Repeat only the lines below from the one containing "812L1087 818L1099 827L1114" through the one containing "positive clicks: (1217, 744)", inclusive, exactly as written.

··· Records provided ···

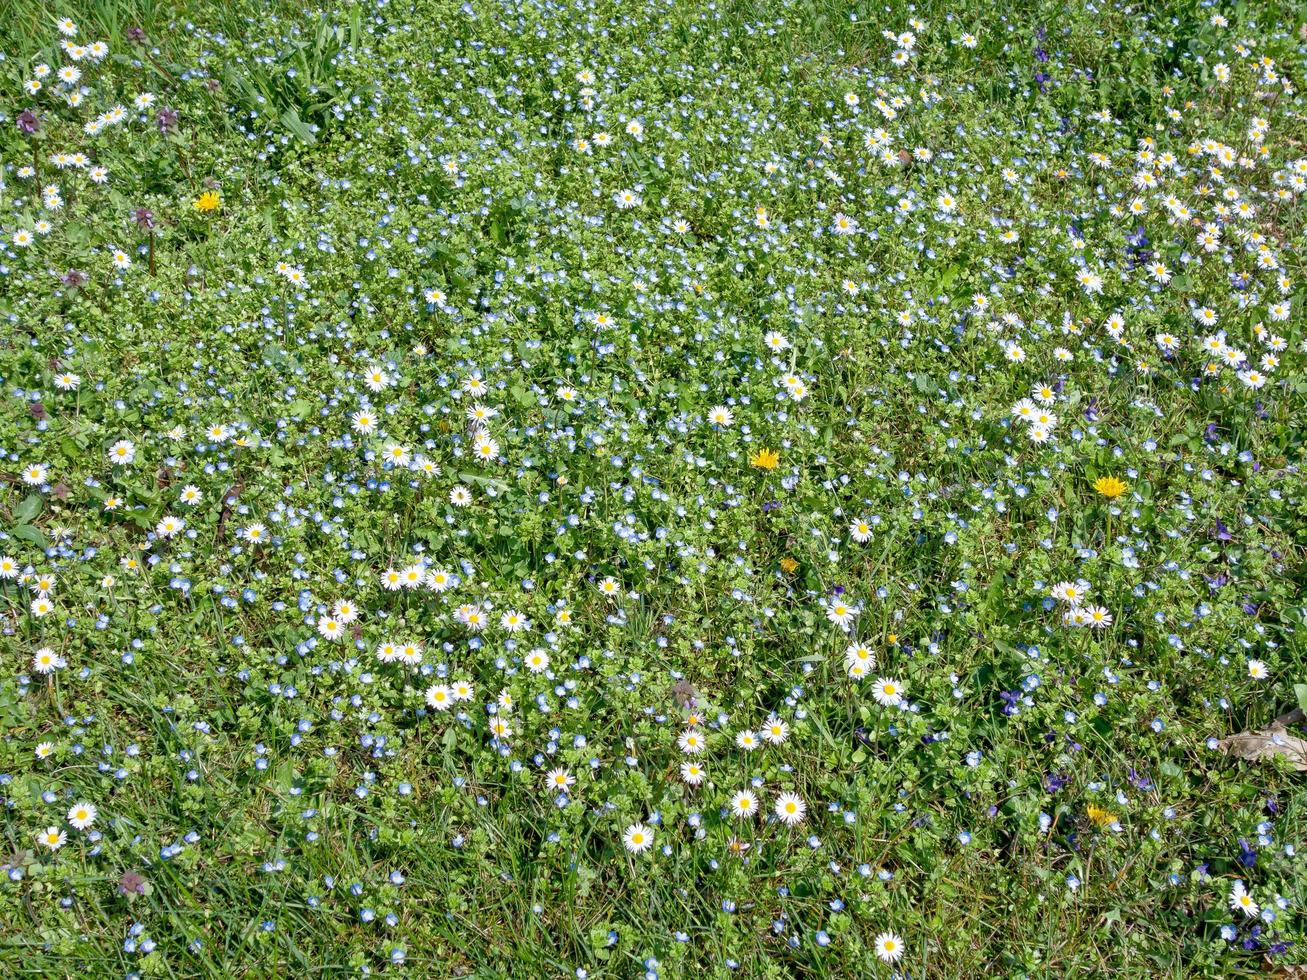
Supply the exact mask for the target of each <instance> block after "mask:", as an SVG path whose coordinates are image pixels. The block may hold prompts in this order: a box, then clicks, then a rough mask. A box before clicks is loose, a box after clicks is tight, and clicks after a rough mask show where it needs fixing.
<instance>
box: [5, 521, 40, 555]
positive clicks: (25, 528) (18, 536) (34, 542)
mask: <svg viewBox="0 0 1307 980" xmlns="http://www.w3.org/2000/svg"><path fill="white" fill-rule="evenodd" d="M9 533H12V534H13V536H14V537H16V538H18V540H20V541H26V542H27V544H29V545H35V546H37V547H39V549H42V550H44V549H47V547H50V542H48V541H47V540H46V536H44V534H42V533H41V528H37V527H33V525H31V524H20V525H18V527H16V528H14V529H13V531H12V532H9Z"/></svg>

···
··· Records provided ···

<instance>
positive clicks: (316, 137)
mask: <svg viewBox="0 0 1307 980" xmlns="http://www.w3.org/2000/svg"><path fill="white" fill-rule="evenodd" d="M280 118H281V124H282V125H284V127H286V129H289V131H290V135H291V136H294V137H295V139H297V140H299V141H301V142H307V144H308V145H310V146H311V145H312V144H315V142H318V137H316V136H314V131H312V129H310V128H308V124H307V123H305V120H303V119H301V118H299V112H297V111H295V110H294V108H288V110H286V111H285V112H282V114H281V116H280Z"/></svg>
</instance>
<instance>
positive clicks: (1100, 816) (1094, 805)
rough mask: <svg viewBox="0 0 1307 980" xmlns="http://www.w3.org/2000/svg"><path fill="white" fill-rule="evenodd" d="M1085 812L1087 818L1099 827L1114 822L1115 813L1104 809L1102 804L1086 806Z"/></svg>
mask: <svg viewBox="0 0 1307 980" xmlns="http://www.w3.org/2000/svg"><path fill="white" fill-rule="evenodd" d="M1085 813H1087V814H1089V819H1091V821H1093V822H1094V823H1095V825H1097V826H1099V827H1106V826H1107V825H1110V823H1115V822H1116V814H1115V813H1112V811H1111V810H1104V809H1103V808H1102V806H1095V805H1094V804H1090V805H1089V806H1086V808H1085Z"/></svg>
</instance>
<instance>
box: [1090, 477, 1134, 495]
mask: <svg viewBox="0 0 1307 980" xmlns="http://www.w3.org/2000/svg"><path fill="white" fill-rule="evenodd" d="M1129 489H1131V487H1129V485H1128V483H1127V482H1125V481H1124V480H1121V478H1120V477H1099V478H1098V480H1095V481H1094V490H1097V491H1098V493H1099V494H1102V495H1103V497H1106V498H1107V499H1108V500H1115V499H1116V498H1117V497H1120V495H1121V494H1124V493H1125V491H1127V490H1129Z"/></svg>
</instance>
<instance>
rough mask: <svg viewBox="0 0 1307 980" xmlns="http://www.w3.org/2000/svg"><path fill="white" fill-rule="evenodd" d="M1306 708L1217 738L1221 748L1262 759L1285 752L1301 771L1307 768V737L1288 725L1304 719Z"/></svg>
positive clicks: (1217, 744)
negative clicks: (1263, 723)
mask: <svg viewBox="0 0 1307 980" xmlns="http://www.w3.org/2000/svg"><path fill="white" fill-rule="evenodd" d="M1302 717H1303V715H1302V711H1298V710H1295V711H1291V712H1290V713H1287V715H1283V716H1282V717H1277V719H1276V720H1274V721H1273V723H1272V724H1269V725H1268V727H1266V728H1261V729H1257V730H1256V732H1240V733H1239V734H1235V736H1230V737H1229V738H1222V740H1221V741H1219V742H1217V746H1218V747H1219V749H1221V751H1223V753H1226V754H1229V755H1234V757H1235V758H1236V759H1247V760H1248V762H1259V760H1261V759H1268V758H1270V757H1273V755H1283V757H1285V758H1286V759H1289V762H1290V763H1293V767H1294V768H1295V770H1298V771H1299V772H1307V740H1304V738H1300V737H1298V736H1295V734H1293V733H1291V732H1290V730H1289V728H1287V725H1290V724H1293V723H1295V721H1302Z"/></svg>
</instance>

···

• [Task response]
rough mask: <svg viewBox="0 0 1307 980" xmlns="http://www.w3.org/2000/svg"><path fill="white" fill-rule="evenodd" d="M1085 812L1087 818L1099 827L1114 822L1115 813L1104 809L1102 804L1086 806Z"/></svg>
mask: <svg viewBox="0 0 1307 980" xmlns="http://www.w3.org/2000/svg"><path fill="white" fill-rule="evenodd" d="M1085 813H1087V814H1089V819H1091V821H1093V822H1094V823H1095V825H1097V826H1099V827H1106V826H1107V825H1110V823H1115V822H1116V814H1115V813H1112V811H1111V810H1104V809H1103V808H1102V806H1095V805H1094V804H1090V805H1089V806H1086V808H1085Z"/></svg>
</instance>
<instance>
box: [1090, 477, 1134, 495]
mask: <svg viewBox="0 0 1307 980" xmlns="http://www.w3.org/2000/svg"><path fill="white" fill-rule="evenodd" d="M1129 489H1131V487H1129V485H1128V483H1127V482H1125V481H1124V480H1121V478H1120V477H1099V478H1098V480H1095V481H1094V490H1097V491H1098V493H1099V494H1102V495H1103V497H1106V498H1107V499H1108V500H1115V499H1116V498H1117V497H1120V495H1121V494H1124V493H1125V491H1127V490H1129Z"/></svg>
</instance>
<instance>
rough mask: <svg viewBox="0 0 1307 980" xmlns="http://www.w3.org/2000/svg"><path fill="white" fill-rule="evenodd" d="M1306 708L1217 738L1221 748L1262 759L1285 752L1301 771L1307 768V737L1288 725L1304 719Z"/></svg>
positive clicks: (1217, 744)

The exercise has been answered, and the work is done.